[START PASSAGE SHOWN]
I wanted coloured short wools. Although there weren’t even close to the number of top quality fleeces at Woolfest, as you can find at Masham every year – I swooped in early Friday morning, to get the best possible. That’s another good tip. If you want raw wool, try and get to the first day of a two day show. Another pointer is, go with a firm idea of what you want/need to be prepared to be swayed if you see something unusual/fabulous. Ever since someone gave me some Wensleydale/Shetland cross, I have been on the hunt for what I call Weird Cross Fleece. If I see WCF and it is sound – I pounce.
Incidentally – that’s a point. An agricultural show where farmers are showing their very best stock, is a good place to get great fleeces. The show winning ones are, of course, premium but not always spoken for. I did, only once, manage to get a Best in Show fleece from Masham Sheep Fair(Cheviot).
[END PASSAGE SHOWN]
[START EXTRACTED DATA]
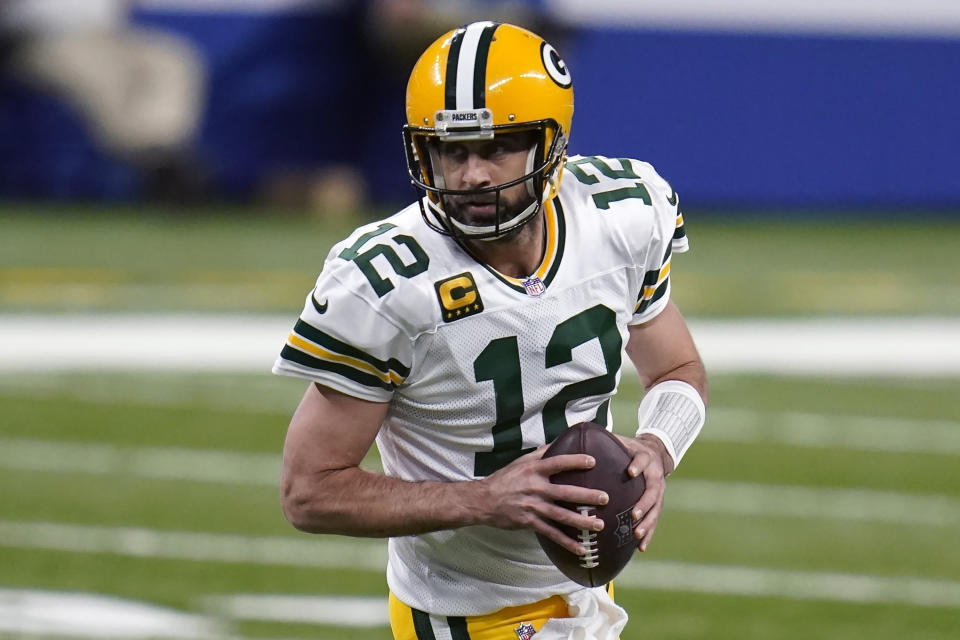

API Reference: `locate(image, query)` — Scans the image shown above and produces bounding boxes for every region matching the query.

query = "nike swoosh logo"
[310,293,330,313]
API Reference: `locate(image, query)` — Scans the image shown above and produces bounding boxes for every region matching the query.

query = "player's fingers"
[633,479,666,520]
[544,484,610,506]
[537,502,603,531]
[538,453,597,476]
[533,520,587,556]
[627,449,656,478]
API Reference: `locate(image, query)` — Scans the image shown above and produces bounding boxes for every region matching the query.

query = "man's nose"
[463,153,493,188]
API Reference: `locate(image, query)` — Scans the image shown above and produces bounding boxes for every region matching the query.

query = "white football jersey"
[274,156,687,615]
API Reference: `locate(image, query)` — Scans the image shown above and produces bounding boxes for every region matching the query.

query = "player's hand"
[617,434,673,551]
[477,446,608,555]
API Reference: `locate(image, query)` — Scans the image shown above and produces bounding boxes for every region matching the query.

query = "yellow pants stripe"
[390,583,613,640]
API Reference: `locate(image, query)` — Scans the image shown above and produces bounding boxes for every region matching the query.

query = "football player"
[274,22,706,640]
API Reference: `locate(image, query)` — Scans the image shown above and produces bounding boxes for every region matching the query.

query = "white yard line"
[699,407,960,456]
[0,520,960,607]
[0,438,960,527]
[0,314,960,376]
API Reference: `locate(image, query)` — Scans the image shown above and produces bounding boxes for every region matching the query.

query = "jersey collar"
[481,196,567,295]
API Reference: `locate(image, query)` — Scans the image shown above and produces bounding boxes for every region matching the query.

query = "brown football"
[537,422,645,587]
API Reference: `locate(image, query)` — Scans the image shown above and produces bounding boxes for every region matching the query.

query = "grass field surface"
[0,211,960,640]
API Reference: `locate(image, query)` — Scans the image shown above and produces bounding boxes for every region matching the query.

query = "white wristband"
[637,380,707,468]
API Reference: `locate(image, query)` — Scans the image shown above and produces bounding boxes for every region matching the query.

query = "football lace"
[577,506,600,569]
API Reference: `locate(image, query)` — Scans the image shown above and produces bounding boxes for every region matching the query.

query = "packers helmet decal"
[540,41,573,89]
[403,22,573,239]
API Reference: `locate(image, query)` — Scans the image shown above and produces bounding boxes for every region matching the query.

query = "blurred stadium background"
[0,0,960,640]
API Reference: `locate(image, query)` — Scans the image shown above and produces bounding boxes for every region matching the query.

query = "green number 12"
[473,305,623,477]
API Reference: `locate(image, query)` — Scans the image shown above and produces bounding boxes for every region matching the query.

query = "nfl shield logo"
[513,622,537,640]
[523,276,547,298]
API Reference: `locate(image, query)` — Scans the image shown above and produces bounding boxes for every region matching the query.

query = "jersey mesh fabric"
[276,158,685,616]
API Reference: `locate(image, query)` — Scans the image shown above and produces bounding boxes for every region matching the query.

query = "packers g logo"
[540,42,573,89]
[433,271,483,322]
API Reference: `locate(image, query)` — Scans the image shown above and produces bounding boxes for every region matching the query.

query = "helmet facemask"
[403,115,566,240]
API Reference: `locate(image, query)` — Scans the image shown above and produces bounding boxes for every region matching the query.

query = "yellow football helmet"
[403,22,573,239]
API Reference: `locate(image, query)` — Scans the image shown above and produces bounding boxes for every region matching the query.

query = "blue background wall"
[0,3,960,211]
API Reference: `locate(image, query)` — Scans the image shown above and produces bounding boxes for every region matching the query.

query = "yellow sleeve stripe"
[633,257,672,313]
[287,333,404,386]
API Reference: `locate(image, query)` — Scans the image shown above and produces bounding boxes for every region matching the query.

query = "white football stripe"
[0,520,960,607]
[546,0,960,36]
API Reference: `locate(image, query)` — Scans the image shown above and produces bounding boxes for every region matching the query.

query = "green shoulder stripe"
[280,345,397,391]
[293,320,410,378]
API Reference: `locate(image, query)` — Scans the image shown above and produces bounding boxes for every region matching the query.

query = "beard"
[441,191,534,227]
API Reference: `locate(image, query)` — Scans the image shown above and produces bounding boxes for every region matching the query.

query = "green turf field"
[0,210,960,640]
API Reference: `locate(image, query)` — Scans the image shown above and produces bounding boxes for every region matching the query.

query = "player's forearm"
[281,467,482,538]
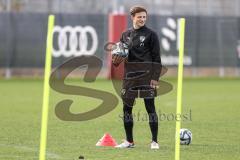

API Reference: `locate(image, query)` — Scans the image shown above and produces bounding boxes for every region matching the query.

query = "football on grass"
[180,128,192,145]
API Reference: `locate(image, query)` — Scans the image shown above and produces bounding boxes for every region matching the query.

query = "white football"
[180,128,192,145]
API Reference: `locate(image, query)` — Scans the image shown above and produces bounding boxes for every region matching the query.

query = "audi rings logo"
[END EXTRACTED DATA]
* WHAT THIS EXERCISE ASKS *
1. Please answer these questions from the passage on buying fleeces:
(a) For raw wool, which day of a two-day show should you try to attend?
(b) What fleece first started the writer's hunt for Weird Cross Fleece?
(c) Where did the writer once get a Best in Show fleece, and of what breed?
2. Copy the part of the fleece passage between "I wanted coloured" and "sound – I pounce.", inclusive, and swap "Friday" for "Saturday".

* WORKED SOLUTIONS *
1.
(a) The first day.
(b) Some Wensleydale/Shetland cross that someone gave the writer.
(c) Masham Sheep Fair; it was a Cheviot fleece.

2.
I wanted coloured short wools. Although there weren’t even close to the number of top quality fleeces at Woolfest, as you can find at Masham every year – I swooped in early Saturday morning, to get the best possible. That’s another good tip. If you want raw wool, try and get to the first day of a two day show. Another pointer is, go with a firm idea of what you want/need to be prepared to be swayed if you see something unusual/fabulous. Ever since someone gave me some Wensleydale/Shetland cross, I have been on the hunt for what I call Weird Cross Fleece. If I see WCF and it is sound – I pounce.